> _Exercise brief_: Repeat the entries exactly, keeping every line as it is.

****

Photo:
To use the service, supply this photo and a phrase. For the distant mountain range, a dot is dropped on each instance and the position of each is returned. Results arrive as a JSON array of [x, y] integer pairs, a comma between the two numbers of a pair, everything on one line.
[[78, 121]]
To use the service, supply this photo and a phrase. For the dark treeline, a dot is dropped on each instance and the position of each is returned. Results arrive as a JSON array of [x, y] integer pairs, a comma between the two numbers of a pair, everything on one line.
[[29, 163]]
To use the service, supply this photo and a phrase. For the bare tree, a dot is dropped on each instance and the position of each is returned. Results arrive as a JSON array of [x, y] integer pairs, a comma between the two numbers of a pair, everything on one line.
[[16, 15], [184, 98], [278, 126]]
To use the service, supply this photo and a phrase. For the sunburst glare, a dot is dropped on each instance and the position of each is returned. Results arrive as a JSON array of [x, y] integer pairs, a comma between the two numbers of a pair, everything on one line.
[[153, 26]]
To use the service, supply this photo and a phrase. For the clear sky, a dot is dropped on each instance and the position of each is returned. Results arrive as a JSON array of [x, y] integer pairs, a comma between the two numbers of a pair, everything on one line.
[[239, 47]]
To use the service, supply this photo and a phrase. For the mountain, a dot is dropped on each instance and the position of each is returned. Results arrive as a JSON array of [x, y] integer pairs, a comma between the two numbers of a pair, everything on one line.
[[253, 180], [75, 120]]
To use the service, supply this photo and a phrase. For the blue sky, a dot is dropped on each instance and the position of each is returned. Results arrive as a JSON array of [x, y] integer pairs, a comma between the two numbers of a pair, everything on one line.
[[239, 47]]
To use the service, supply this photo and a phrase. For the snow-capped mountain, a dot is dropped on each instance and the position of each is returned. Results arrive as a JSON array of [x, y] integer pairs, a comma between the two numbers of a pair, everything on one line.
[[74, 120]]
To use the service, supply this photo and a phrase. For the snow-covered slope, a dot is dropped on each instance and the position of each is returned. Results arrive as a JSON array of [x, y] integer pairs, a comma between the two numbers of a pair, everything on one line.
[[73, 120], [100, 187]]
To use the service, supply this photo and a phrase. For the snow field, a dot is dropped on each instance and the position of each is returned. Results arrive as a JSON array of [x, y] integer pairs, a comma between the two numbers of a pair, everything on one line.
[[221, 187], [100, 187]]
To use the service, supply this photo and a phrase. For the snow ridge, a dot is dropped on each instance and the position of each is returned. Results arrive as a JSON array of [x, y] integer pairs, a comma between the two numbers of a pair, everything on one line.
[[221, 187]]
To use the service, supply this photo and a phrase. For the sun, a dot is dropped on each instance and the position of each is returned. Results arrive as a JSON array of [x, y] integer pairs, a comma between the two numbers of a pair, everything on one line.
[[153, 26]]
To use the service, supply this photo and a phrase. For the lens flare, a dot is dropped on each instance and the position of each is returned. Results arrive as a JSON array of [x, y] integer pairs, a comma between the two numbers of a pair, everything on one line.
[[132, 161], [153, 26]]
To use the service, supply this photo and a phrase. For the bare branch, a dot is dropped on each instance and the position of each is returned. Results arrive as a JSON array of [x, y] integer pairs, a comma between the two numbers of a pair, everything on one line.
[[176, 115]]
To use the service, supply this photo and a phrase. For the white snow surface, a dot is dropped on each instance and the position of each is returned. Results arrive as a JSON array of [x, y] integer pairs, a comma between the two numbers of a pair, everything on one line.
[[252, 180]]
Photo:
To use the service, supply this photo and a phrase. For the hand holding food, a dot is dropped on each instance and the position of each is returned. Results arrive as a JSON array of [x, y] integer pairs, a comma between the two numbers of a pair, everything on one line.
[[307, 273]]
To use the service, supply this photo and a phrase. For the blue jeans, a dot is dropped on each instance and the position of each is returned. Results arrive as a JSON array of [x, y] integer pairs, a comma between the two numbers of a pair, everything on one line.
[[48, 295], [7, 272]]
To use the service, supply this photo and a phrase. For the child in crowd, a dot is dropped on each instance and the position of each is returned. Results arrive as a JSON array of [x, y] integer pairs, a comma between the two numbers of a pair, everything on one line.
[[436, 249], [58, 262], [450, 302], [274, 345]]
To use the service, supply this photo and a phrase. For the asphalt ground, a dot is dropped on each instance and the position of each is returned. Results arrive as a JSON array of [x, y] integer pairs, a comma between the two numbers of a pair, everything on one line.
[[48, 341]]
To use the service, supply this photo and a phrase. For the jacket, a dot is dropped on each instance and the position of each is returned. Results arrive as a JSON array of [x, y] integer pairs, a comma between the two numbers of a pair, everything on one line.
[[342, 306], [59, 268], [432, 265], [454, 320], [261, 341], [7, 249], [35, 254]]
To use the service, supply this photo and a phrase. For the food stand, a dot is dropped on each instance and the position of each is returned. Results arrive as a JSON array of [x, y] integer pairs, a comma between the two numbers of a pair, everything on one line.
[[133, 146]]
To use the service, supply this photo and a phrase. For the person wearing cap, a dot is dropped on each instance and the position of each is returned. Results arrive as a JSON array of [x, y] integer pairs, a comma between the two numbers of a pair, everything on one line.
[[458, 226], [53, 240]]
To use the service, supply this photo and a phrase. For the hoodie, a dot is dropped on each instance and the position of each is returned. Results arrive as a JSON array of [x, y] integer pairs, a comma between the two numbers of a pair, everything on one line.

****

> _Answer space_:
Photo:
To use the service, supply this photo and a phrase. For the distant mountain range, a dot is dropped on each instance and the position of each is returned. Results arrive as a JSON array of [x, y] integer pairs, a comma between the two numbers of a pair, everything on one line.
[[78, 121]]
To use the service, supply this photo and a phrase. For the dark treeline, a dot is dropped on each instance and the position of each is returned. Results arrive as a JSON array of [x, y] integer pairs, a comma between the two numbers of a pair, everything on one line.
[[29, 163]]
To use the service, supply this photo and a phrase. For the bare tree, a dot is dropped on each instance and the position of each is returned. Results arrive as a JSON array of [x, y] integer pairs, a comma between the two numbers of a pair, everything on one line.
[[16, 15], [184, 98], [278, 126]]
To use the service, supply this photo and a phrase. For the sunburst glare, a dot is dropped on each instance and the position of each is returned. Results arrive as a JSON array of [x, y] integer pairs, a comma between the two numbers of a pair, everything on one line.
[[153, 26]]
To use the service, supply this photo and a phrase. For the clear sky, a dot is dropped on each instance and the position of each is returned. Results arrive as a JSON array of [x, y] integer pairs, a comma between the two numbers of a pair, everything on one line.
[[239, 47]]
To use the service, supply this photo and a phrase. For the mountain, a dot is dropped on each instance and the position of each is returned. Results arrive as a JSON array of [x, y] integer pairs, a comma between the two numbers of a pair, everything on one line.
[[253, 180], [75, 120]]
To use the service, supply this photo and a phrase. For the blue sky, a dot is dropped on each instance and the position of each is returned. Results arrive as a JSON array of [x, y] integer pairs, a comma between the two numbers of a pair, everything on one line.
[[239, 47]]
To use the service, supply this photo and a phrase. For the snow-capped mountain, a dot is dropped on each instance and the position of each is returned. Results arrive as a JSON array of [x, y] integer pairs, a comma between the two numbers of a pair, everything on one line.
[[74, 120]]
To use the service, supply this photo and a phrase. For the snow-covered slope, a dot is dropped on each instance and the position of each is returned. Results arrive as a JSON array of [x, y] integer pairs, a comma between the two numbers of a pair, everything on one line.
[[73, 120], [100, 187]]
To use the service, supply this photo and a phrase. For the snow field, a dot is dropped on each instance and the position of each is returned. Results arrive as a JSON array of [x, y] integer pairs, a comma between the two numbers of a pair, everything on one line.
[[221, 187], [100, 187]]
To use the service, supply this photo and a phrase. For the snow ridge, a dot is dropped on each instance and the position of each is returned. Results arrive as a JSON array of [x, y] integer pairs, a comma between the two numbers of a pair, everything on one line.
[[221, 187]]
To use the service, supply this photo and a phrase. For the sun, a dot is dropped on each instance and the position of each is returned. Results arrive as a JSON array of [x, y] integer pairs, a comma between the two numbers of a pair, everything on one line.
[[153, 26]]
To use the service, supply this photo and a phrase. For the lens flare, a dot is dropped on each instance and the position of each is returned. Results arrive as a JSON array of [x, y] integer pairs, a comma between the two numbers of a pair, everything on one line.
[[132, 161], [153, 26]]
To use the service, supply this photo and a phrase. For the bare branch, a dot is dropped on each instance and the position of each is returned. Results arrive as a JSON array of [x, y] integer pairs, a comma between the two numbers of a pair, everything on one line.
[[176, 115]]
To use the service, supply this photo and a phrase. For the white snow surface, a dot is dropped on each instance and the position of each is returned. Results arrive as a JSON array of [x, y] integer pairs, a comma between the two numbers of a pair, everything on one line.
[[252, 180]]
Photo:
To use the service, supply this photo and a phrase. For the hand holding food, a dot is dropped on each instance and the position of each is returned. Results arrive as a JSON array of [x, y] integer pairs, a comma between the two numbers of a pair, everything on one line.
[[307, 273]]
To use the service, supply this photo and a phrase. For the blue jeans, a dot is dropped on each instance and the position of each is returned. Results arrive as a JSON array of [x, y] integer pairs, a comma between the two numbers of a pair, everything on one line.
[[48, 295], [7, 272]]
To use the service, supply this photo and a phrase. For the child in crowd, a dot is dropped on each instance and the position of each is returned. Results arrive as a JSON array of [x, y] integer pairs, a comma between the two numbers of a pair, everything on one line.
[[436, 249], [58, 262], [450, 302], [274, 345]]
To use the service, supply this photo and a phrase. For the asphalt ground, a dot is dropped on each instance and the position of each is returned. Results arrive as a JSON array of [x, y] integer pairs, a comma between the two numbers of a pair, everything on one line.
[[48, 341]]
To use the service, supply this photo and a phrase. For the jacket, a dot is dropped on each instance and the position of each is returned. Results arrive as a JSON array of [x, y] integer pairs, a comma between the two numbers of a pair, everything on one line.
[[342, 306], [59, 268], [432, 265], [454, 320], [261, 341], [7, 249], [35, 254]]
To use the service, supply this photo and a phrase. For the food stand, a dot is dropped on each instance and the position of each is returned. Results arrive as a JSON array of [x, y] integer pairs, a comma between the two numbers of a pair, everything on one line.
[[133, 146]]
To use the service, supply this photo and a phrase. For the person wearing cap, a dot is dropped on each instance and the position of each is returned. Results arrive as a JSON array of [x, y] integer pairs, a comma between the two numbers of a pair, everything on one line.
[[458, 226], [53, 240]]
To use the service, supply this photo and a phrase. For the hoodie, a dot is dropped on each instance and the position of each is returned. Results arrive as a JSON array of [x, y] integer pairs, a comma between the two numbers of a pair, everything on one line.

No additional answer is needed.